Robert Ian Brightwell MBE (27 October 1939 – 6 March 2022) was a British track and field athlete and silver medallist.

Biography
Brightwell was born in Rawalpindi, British Raj (now part of Pakistan), but moved to the UK with his family in 1946 and grew up in Donnington, Telford, Shropshire. He was educated at Trench Secondary Modern School where he became head boy and set a number of school running records, and he played as goalkeeper in the local Donnington Swifts football team. He gained his athletic training at Shrewsbury Technical College and went on to become a sportsmaster at Tiffin Boys' School in Surrey, England.

He was known for his quarter-mile running races, with his first major race taking place during 1961.  He broke the British record for 440 yards as well as the European 400 metres record.

During the Olympic Games held in Tokyo, he was captain of the men's British Olympic Team. Running the final stage in the men's 4 x 400 metres relay, he passed Wendell Mottley of Trinidad and Tobago to finish second to Henry Carr of the US. In the individual 400 metres he finished fourth.

> **Challenges**:
**1.** Name every school or college in the Brightwell biography.
**2.** Using the Brightwell biography, mark each statement yes or no, and quote the words that decide it: (a) Brightwell moved to the UK in 1946. (b) Brightwell won the individual 400 metres at the Tokyo Olympic Games. (c) Brightwell played as a goalkeeper for a local football team.

> **Dataset content**:
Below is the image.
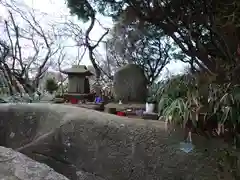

> **Responses**:
**1.** Trench Secondary Modern School, Shrewsbury Technical College, Tiffin Boys' School

**2.**
(a) Yes: "moved to the UK with his family in 1946"
(b) No: "In the individual 400 metres he finished fourth."
(c) Yes: "he played as goalkeeper in the local Donnington Swifts football team"